Instruction
Repeat the portion of the guest post below on marriage and pop culture between "One year ago, I" and "supposed to be.", inclusive, word for word.

Excerpted passage

This is a guest post by Ashley Lauren. When she’s not watching television, Ashley Lauren teaches high school English in the suburbs of Chicago. She writes at Small Strokes, and is also a senior editor at Gender Across Borders where she writes about global feminist issues. You can find out more about her and read more of her writing at http://ashleysamsa.com.
One year ago, I got married. As a heterosexual woman who has identified as a feminist for her entire life, the idea of marriage posed many philosophical issues for me, mostly because marriage has historically been an institution into which women have been placed, often against their will, and subsequently erased. However, knowing that I wanted to spend my life with this man and always being open to a challenge, I decided to take the plunge. And, believe it or not, fighting against patriarchal norms that come with the idea of marriage has been a piece of (wedding) cake compared to what it has taken for me to define myself as a wife in the face of what pop culture tells us wives in heterosexual relationships are supposed to be.

Location identification records:
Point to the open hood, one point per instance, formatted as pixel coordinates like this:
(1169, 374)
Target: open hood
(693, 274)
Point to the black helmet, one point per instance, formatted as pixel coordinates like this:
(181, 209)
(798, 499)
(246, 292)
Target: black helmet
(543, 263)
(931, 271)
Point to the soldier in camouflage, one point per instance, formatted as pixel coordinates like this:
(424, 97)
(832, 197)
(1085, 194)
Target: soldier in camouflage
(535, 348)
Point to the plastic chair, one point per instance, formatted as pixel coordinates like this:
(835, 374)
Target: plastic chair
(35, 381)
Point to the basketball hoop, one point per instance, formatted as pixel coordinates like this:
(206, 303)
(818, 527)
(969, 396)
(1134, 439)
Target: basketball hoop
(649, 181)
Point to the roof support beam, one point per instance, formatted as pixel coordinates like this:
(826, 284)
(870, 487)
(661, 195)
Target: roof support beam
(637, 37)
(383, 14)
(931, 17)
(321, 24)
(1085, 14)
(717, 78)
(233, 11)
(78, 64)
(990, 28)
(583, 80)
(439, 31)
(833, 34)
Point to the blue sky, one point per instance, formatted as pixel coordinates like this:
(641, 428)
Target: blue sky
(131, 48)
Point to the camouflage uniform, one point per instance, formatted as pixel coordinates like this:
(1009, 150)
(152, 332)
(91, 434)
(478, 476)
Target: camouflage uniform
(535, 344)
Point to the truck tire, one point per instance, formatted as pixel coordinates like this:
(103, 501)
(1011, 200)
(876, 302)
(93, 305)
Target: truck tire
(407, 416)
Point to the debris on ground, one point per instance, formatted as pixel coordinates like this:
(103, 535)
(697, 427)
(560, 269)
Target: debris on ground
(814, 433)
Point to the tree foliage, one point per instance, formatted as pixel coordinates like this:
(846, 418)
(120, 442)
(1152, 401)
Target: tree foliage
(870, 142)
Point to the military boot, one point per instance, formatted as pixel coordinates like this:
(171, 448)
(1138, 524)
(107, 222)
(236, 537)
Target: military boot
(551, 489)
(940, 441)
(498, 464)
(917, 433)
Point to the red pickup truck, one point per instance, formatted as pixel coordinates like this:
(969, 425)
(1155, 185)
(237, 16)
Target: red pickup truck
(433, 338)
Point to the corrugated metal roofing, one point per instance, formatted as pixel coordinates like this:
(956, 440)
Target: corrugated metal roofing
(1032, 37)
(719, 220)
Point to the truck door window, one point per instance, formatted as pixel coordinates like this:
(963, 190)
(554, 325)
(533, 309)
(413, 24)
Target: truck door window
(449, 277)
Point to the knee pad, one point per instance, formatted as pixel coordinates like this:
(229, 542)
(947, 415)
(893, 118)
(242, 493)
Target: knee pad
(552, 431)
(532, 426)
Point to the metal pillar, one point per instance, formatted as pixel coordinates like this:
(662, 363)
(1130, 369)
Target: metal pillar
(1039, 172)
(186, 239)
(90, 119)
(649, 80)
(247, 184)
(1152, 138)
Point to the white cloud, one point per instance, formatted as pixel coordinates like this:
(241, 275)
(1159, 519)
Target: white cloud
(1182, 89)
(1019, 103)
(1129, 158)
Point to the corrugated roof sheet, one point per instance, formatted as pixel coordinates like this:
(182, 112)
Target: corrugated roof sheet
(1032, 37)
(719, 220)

Exercise output
One year ago, I got married. As a heterosexual woman who has identified as a feminist for her entire life, the idea of marriage posed many philosophical issues for me, mostly because marriage has historically been an institution into which women have been placed, often against their will, and subsequently erased. However, knowing that I wanted to spend my life with this man and always being open to a challenge, I decided to take the plunge. And, believe it or not, fighting against patriarchal norms that come with the idea of marriage has been a piece of (wedding) cake compared to what it has taken for me to define myself as a wife in the face of what pop culture tells us wives in heterosexual relationships are supposed to be.